GIVEN PASSAGE ::
——

Coronavirus US: is a third dose of the Pfizer vaccine necessary?
Over 205 million Americans have received at least one dose of the Covid-19 shot and almost 54 million are fully vaccinated. Will a third shot be needed?
According to the latest data by Johns Hopkins University, 205,871,913 Americans have received at least one dose of the Covid-19 shot and 74,621,644 people or 22.81% of population are now fully vaccinated after having received two shots of the vaccine.
Will a third Covid-19 booster jab be needed?
However, there has been suggestions that a third, booster shot may be necessary before the flu season starts if coronavirus isn’t under control. According to a recent study conducted by the University of Birmingham, spike-specific antibodies were present in 93% of people after both shots of the Pfizer vaccine. Those antibodies, along with ‘helper’ CD4+ T cells, ‘killer’ CD8+ T cells and memory B cells can recognize and kill viruses if they are encountered again but how long immunity from Covid-19 lasts is still not known. A recent study published in the February edition of Science magazine claims that immunity memory from Covid-19 lasts up to eight months. 70% of individuals possessed detectable CD8+ T cell memory one month after infection but that proportion declined to 50% six to eight months after infection.
While durable immunity against secondary Covid-19 disease could be a possibility for most individuals, Pfizer CEO Albert Bourla has admitted that some people may require a booster shot. He told CNBC earlier this month, “A likely scenario is that there will be likely a need for a third dose, somewhere between six and 12 months and then from there, there will be an annual revaccination, but all of that needs to be confirmed. And again, the variants will play a key role”.
"We'll know more by the end of the summer" - Fauci
That viewpoint isn’t being totally ruled out by director of the US National Institute of Allergy and Infectious Diseases Dr. Anthony Fauci, who says that decisions on booster vaccinations will be made once we know more about the immune system’s ability to recognise and fight Covid-19. Fauci told NBC News' Meet the Press on Sunday that decisions on vaccine boosters will not be made by the likes of Pfizer or Astrazeneca but at government level.

——

RECORDED DATA ::
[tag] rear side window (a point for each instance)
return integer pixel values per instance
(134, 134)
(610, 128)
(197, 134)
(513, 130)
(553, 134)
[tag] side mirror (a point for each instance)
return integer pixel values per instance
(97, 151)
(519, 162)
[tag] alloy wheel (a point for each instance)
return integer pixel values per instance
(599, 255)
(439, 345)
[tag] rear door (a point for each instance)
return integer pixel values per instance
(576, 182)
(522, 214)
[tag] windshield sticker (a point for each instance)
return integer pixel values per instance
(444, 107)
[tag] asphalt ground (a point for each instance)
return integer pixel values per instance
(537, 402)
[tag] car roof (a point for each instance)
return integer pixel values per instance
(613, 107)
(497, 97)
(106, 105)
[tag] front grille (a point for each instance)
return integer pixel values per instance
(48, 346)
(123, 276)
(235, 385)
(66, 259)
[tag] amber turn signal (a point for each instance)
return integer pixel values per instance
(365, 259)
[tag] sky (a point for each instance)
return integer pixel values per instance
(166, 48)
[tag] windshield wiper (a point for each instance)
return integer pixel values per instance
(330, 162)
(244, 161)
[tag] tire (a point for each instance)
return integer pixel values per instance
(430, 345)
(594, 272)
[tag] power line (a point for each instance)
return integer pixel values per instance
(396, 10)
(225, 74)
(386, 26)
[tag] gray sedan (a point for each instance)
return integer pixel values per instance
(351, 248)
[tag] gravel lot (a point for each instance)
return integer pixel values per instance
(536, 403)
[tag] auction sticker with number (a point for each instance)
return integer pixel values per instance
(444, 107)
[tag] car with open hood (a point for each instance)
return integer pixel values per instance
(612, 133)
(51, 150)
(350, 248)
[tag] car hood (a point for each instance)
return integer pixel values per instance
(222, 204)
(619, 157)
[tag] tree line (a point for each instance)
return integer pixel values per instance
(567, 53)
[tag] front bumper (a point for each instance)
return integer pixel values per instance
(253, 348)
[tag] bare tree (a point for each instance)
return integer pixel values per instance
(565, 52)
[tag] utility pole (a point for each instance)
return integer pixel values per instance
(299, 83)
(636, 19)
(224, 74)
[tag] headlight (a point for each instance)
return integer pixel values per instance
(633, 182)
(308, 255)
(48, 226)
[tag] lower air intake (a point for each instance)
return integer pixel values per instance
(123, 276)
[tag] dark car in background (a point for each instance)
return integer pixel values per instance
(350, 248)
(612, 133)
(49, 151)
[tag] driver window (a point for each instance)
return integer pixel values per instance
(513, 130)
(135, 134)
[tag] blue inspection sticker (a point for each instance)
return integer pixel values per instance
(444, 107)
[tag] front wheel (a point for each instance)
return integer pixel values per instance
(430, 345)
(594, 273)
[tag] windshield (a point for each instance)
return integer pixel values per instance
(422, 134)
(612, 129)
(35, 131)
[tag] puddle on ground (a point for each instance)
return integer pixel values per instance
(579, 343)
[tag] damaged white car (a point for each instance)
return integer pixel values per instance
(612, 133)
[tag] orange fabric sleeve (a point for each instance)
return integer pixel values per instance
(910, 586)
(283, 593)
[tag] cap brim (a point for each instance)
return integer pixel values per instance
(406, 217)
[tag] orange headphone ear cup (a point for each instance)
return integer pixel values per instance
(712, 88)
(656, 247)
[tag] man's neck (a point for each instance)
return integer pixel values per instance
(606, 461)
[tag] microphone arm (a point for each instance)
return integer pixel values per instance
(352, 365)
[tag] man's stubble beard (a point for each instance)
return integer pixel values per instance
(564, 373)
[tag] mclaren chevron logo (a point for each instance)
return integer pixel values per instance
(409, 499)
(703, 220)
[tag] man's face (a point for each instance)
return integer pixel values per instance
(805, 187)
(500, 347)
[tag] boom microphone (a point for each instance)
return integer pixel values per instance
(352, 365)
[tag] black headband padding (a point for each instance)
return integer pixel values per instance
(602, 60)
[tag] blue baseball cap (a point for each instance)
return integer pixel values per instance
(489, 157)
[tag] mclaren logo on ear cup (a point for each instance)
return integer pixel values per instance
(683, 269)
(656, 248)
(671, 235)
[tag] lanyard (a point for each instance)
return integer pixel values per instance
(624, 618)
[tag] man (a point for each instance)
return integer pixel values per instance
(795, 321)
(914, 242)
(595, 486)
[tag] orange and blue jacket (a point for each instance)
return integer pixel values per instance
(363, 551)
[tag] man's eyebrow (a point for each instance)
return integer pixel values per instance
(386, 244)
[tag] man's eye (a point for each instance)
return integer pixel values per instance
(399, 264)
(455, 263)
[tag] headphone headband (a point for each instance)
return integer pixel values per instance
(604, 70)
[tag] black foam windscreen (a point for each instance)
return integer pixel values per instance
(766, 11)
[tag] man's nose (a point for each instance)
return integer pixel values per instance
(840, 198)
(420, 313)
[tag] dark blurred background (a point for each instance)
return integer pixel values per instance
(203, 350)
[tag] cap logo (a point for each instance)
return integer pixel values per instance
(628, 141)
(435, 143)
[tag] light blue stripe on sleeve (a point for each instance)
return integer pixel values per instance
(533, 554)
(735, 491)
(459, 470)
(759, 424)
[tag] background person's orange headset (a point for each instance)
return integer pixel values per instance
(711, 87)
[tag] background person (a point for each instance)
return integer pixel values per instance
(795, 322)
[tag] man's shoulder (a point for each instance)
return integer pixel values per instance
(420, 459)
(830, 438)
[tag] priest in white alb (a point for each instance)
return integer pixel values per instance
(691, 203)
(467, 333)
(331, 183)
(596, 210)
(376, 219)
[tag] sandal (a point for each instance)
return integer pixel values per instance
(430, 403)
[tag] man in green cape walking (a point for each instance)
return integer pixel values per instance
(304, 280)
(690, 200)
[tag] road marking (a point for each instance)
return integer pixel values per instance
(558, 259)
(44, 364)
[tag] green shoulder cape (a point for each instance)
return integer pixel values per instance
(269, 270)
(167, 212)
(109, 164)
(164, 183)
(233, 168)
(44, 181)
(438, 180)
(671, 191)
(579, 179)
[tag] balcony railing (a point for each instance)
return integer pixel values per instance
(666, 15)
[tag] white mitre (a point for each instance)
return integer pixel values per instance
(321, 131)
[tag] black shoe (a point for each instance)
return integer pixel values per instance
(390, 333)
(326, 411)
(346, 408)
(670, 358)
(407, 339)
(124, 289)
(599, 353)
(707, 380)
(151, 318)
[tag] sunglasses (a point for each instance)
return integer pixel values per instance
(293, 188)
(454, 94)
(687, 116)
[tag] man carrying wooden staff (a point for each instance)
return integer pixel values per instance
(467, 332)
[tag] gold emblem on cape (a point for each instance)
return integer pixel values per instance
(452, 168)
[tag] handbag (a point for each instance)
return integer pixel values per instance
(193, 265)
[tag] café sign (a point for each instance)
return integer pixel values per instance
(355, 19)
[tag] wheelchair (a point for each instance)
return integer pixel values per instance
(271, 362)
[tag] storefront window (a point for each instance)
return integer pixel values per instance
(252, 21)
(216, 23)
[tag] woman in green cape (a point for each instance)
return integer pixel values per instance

——

ACTIONS TO TAKE ::
(a) List each type of immune cell that the booster-shot article names.
(b) Please carry on the booster-shot article from the point where it stops.
The records have nothing to do with what is asked here.

TASK-BY-TASK RESULTS ::
(a)
- "helper" CD4+ T cells
- "killer" CD8+ T cells
- memory B cells

(b)
“It’s going to be a public health decision; it’s not going to be a decision made by a pharmaceutical company. We are partners with them because they are supplying it. It will be an FDA-CDC decision,” Dr. Fauci explained. “The CDC will use their advisory committee in immunization practices the way they always do, and what we will do is, we will look at the durability of the response – namely, measure the antibodies, hopefully very soon we will get a good correlate of immunity, and if the correlate goes down, and you see it start to slope down, you could project when it’s going to be so low that you might have a danger of having breakthrough infections. When that happens, clearly, you’re going to see a recommendation for a boost. The other thing, is that you might start seeing more breakthrough infections that go beyond the level of the efficacy of the vaccine, and then, you might also make a decision to do it. But it will be a public health-based decision – not a pharmaceutical company-based decision.
As for when we might know if a booster vaccine will be necessary or not, Fauci concluded, “It depends on how the slope of that curve goes down. My projection, just from my own experience, I think by the end of the summer and the beginning of the fall, we will know and have a pretty good idea about whether we need the boost”.
Moderna CEO Stephane Bancel has confirmed that the company hopes to have a booster shot for its two-dose vaccine available by the autumn.